● **SUPPLIED INFORMATION**:
┌──
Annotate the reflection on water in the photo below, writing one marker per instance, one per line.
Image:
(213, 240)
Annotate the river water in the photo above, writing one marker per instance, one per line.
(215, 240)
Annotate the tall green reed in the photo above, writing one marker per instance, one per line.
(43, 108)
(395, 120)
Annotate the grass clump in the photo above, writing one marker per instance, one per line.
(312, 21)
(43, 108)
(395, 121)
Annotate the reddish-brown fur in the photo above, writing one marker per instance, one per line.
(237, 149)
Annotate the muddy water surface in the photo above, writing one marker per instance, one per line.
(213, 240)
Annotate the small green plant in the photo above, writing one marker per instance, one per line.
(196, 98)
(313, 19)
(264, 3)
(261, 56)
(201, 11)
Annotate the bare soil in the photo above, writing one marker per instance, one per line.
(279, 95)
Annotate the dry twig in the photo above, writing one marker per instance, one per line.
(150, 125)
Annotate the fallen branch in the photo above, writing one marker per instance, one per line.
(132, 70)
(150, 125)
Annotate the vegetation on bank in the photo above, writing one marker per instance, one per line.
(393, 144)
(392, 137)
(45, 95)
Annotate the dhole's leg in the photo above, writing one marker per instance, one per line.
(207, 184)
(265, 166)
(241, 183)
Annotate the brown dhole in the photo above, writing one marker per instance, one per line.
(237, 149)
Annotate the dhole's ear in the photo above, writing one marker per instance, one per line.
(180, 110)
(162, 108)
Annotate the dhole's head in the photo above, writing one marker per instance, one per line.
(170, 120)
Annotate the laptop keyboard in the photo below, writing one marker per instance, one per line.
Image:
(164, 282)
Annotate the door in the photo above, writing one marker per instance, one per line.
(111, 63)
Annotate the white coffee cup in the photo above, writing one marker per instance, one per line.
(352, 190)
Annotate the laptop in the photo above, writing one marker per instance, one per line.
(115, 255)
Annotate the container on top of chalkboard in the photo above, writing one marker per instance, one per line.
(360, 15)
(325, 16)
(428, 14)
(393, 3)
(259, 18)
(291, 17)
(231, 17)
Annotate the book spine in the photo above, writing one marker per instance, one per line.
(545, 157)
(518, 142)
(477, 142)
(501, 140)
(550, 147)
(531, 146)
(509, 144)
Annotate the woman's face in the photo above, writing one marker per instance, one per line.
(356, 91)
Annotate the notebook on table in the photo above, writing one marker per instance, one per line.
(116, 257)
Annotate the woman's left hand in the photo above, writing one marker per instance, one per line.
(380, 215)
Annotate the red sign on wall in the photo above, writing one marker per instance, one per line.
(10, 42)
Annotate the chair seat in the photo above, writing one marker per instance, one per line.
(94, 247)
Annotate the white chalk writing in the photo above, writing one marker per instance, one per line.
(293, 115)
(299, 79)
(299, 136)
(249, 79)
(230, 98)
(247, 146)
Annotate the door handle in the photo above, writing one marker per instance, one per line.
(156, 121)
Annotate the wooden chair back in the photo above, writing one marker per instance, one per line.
└──
● **CHALLENGE**: Copy every one of the lines above word for word, in the same order.

● **WRITTEN ANSWER**:
Annotate the reflection on water in the photo below, writing one marker per instance, one per line.
Image:
(213, 240)
Annotate the river water in the photo above, writing one marker per instance, one per line.
(215, 240)
Annotate the tall green reed in the photo above, writing one marker per instance, one per line.
(43, 108)
(395, 120)
Annotate the grass clump in the photo above, writing one marker per instance, one per line.
(312, 21)
(43, 108)
(395, 121)
Annotate the reddish-brown fur in the photo above, writing one marker per instance, one per line.
(237, 149)
Annotate the muddy water surface in the photo above, writing one marker per instance, one per line.
(213, 240)
Annotate the small green plant in the photo above, writing one marker per instance, one per line.
(196, 98)
(313, 19)
(264, 3)
(261, 56)
(201, 11)
Annotate the bare soil in the photo above, writing one marker per instance, one per line.
(279, 95)
Annotate the dry twig in the photo above, writing one marker per instance, one per line.
(150, 125)
Annotate the fallen branch in the photo above, writing one marker per instance, one per line.
(132, 70)
(150, 125)
Annotate the vegetation on bank in the photo above, writing one marker per instance, one per line.
(393, 144)
(392, 137)
(45, 95)
Annotate the dhole's leg in the photo above, writing one marker per instance, one per line.
(207, 184)
(265, 166)
(241, 183)
Annotate the brown dhole in the photo above, writing one marker per instance, one per line.
(237, 149)
Annotate the dhole's ear in the photo above, writing one marker per instance, one per line.
(180, 110)
(162, 108)
Annotate the dhole's head in the photo above, writing one marker per instance, one per line.
(170, 120)
Annotate the laptop keyboard in the photo below, writing one marker per instance, one per line.
Image:
(164, 282)
Annotate the door in the photo above, writing one marker per instance, one per line.
(111, 63)
Annotate the white coffee cup in the photo above, writing one marker per instance, one per line.
(352, 190)
Annotate the laptop in the photo above, writing one marker per instance, one per line.
(115, 255)
Annotate the container on top of chalkboard in the photo above, writing one marker per instance, one per line.
(360, 15)
(325, 16)
(428, 14)
(393, 3)
(259, 18)
(291, 17)
(231, 17)
Annotate the book spine in the photo above, writing one marker per instance, one per line.
(545, 157)
(518, 142)
(477, 142)
(501, 140)
(550, 147)
(531, 146)
(509, 144)
Annotate the woman's face in the photo above, writing one marker per instance, one per line.
(356, 91)
Annotate the notebook on table in the photo above, writing one marker per instance, one per line.
(116, 257)
Annotate the woman's left hand in the photo above, writing one marker per instance, one per line.
(380, 215)
Annotate the red sign on wall in the photo above, writing one marker per instance, one per line.
(10, 42)
Annotate the chair seat in the photo above, writing one marker per instance, one per line.
(94, 247)
Annotate the white chalk writing in the photo above, writing one marker per instance, one per line.
(293, 115)
(299, 79)
(299, 136)
(249, 79)
(230, 98)
(247, 146)
Annotate the door handle in the photo above, writing one marker per instance, one per line.
(156, 121)
Annotate the wooden chair back in the photo above, writing one marker per instance, one per line.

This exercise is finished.